*Named-object pointing records*:

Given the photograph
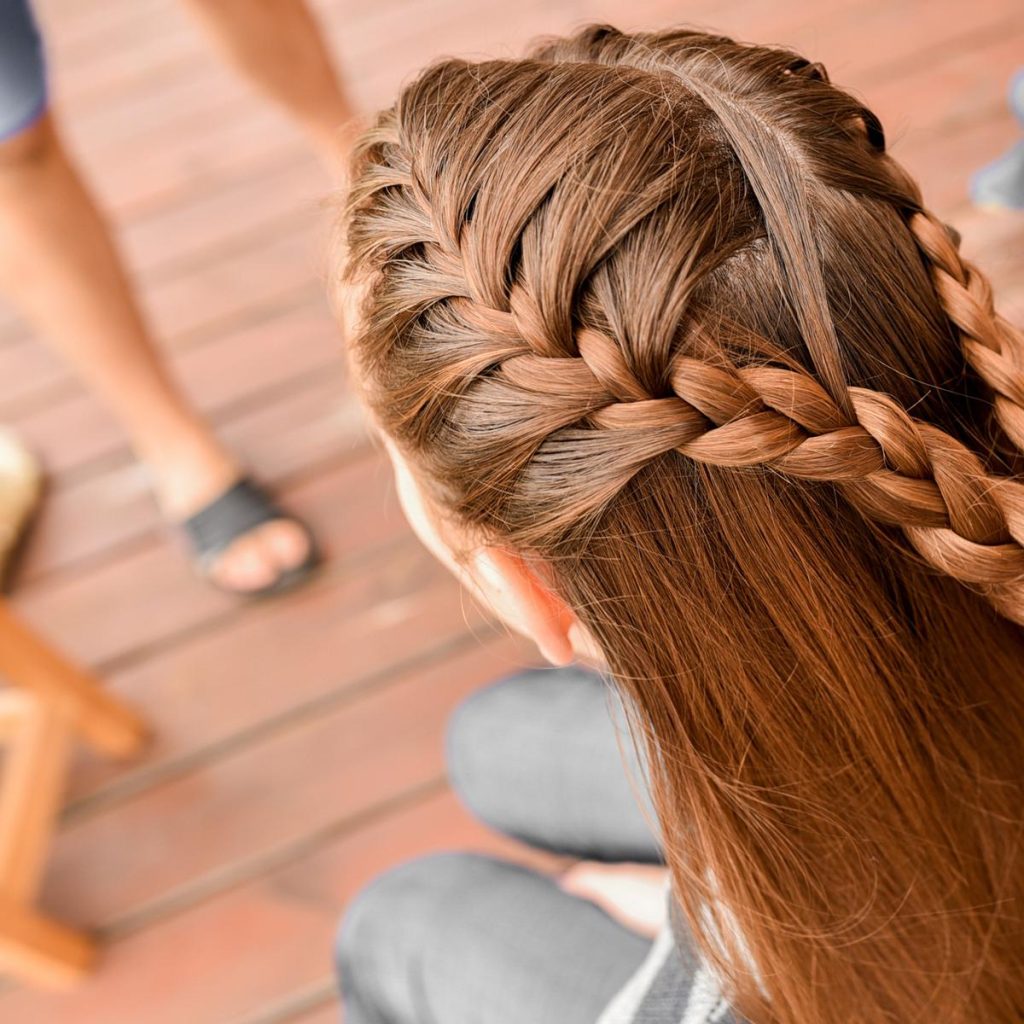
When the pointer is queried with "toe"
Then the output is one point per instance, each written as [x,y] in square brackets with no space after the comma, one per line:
[285,543]
[246,565]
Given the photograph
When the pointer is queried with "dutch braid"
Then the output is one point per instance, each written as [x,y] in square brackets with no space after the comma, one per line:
[659,313]
[897,470]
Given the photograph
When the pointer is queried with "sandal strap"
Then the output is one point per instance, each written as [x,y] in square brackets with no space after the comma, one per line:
[242,508]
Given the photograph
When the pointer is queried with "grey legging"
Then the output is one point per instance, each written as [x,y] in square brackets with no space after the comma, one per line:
[467,939]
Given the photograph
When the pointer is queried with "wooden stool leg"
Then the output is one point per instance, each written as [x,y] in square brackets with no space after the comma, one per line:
[28,662]
[39,949]
[31,791]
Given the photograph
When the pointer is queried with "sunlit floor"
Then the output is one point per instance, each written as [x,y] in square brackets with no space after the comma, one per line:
[299,740]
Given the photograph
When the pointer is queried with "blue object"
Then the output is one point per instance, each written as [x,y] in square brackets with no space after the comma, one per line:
[1000,184]
[23,69]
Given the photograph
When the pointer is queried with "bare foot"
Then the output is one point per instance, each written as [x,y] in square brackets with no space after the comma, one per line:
[196,473]
[635,895]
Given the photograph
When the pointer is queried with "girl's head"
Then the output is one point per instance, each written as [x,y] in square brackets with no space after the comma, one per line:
[674,363]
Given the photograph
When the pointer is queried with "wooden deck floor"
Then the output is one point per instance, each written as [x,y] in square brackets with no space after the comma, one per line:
[299,740]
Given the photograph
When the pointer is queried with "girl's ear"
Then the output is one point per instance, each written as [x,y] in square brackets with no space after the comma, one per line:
[521,599]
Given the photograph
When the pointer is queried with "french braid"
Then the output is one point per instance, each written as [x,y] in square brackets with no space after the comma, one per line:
[660,310]
[898,470]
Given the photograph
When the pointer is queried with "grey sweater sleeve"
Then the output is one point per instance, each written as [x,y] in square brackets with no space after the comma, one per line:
[672,986]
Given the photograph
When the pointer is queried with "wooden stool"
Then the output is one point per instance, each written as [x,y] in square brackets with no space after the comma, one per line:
[52,702]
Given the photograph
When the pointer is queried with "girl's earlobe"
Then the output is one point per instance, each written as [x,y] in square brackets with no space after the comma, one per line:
[521,600]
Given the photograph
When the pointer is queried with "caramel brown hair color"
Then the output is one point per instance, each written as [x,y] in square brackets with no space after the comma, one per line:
[660,312]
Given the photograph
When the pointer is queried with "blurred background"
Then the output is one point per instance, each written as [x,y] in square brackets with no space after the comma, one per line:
[298,745]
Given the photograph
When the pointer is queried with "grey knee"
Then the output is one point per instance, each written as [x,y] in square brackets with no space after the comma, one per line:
[30,148]
[390,926]
[476,738]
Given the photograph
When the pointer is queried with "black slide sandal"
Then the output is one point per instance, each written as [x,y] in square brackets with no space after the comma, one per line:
[239,511]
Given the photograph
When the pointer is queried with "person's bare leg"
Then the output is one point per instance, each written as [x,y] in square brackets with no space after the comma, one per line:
[279,46]
[59,265]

*AIM*: Reproduce the listing above exactly, excluding all pictures.

*SOLVED EXERCISE*:
Given the photograph
When the pointer is queried with "toe"
Then the output is one point per instance, each written as [x,y] in square brackets with no space after the comma, one per line:
[285,543]
[246,565]
Given the photograph
When the pointer is queried with "dutch braid"
Then the output is one point per instance, each written as [x,y] in square brackets with no space after the comma, one per line:
[659,313]
[897,470]
Given the photograph
When the pointer is queried with "sandal strap"
Then the output is one point per instance, each written as [x,y] in square brackets with no space after the comma, one per line:
[242,508]
Given the photograph
When the pointer is queried with "grey legging"
Then the output is one point per instance, each written as [x,y] in square brackets with no space after the comma, one per line:
[467,939]
Given the photograph
When the pointer is queried with "wooden stool leg"
Then the output is one point per instance, each written as [x,y] in square brackets with no space after the comma, one per line:
[28,662]
[39,949]
[31,791]
Given the photograph
When the pointer is queried with "sunlit floor"
Then the output is one point per instance, each written as [x,y] in square brackets with no space after the comma, one per line:
[299,740]
Given the photograph
When the pointer is queried with "blue object"
Then the output is one point per instance, each written as [x,y] in square brackets with no space after the comma, one per line:
[1000,184]
[23,69]
Given the photograph
When the pointer is queried with "bare foot"
Then the output is one point per instance, each written as [x,y] in square brackets with no space after the comma, one per line:
[196,473]
[635,895]
Given the photograph
When the pointer is queried with "girl's head"
Then the output is one point per instance, each written as [x,y] in square brackets with no space after the comma, one per line:
[674,363]
Given the photograph
When the pointer is queried with "wooden deck floor"
Then the output is one point per instance, each written as [x,y] in square brackets with no space after the comma, one per line:
[299,740]
Given the photograph
When the pointer is queried with "girl's ear"
Then the output is one point per instance, each written as [x,y] in square brackets with no space after the comma, one per line:
[521,599]
Given the photograph
When the pointer is queried with "french braid"
Then the output is one point per instance, each written as [x,y] in square brackets with no space after the comma, one per line:
[660,310]
[898,470]
Given the photograph
When the pointer is queried with "grey sweater sleeve"
Then the output is one point per instance, each written as [x,y] in square brackets with no space after the comma, one per line:
[672,986]
Given the photograph
When the pointer is queried with "wooden stool"
Then the output is one point per instance, each written as [x,y] in square brackets with no space after the comma, one per line:
[52,702]
Given the photograph
When the pointer is queried with "girl's earlobe"
Then the output is one point per instance, each written as [x,y] in square brackets with no space after the comma, one per line:
[521,600]
Given the photograph
When the pointer is queried with "caramel brown hair color"
Then the output is one point per instance, each written as [x,y] in square brackets with no space after the comma, one per line:
[660,312]
Given the photograph
When the pointer is queried with "blurred background"
Then the output is one point per instance, each written as [x,y] in square brackets with no space after the comma, one per line:
[298,745]
Given the photograph
When the pointer is queried with "grey knee"
Then the output is one point per instance, each written as [x,y] in square brackets with no space after the comma, one per line:
[30,148]
[390,926]
[476,738]
Given the photograph
When the pointer is queried with "black slide sandal"
Then the output is one point per instance, each written as [x,y] in square brackets with no space after the comma, one per line:
[239,511]
Given the photograph
When the pointer is queried with "person's bare leg"
Then the output is one point per instance, each written as [x,y] in square brackets with no space after the comma, one per line:
[279,46]
[59,265]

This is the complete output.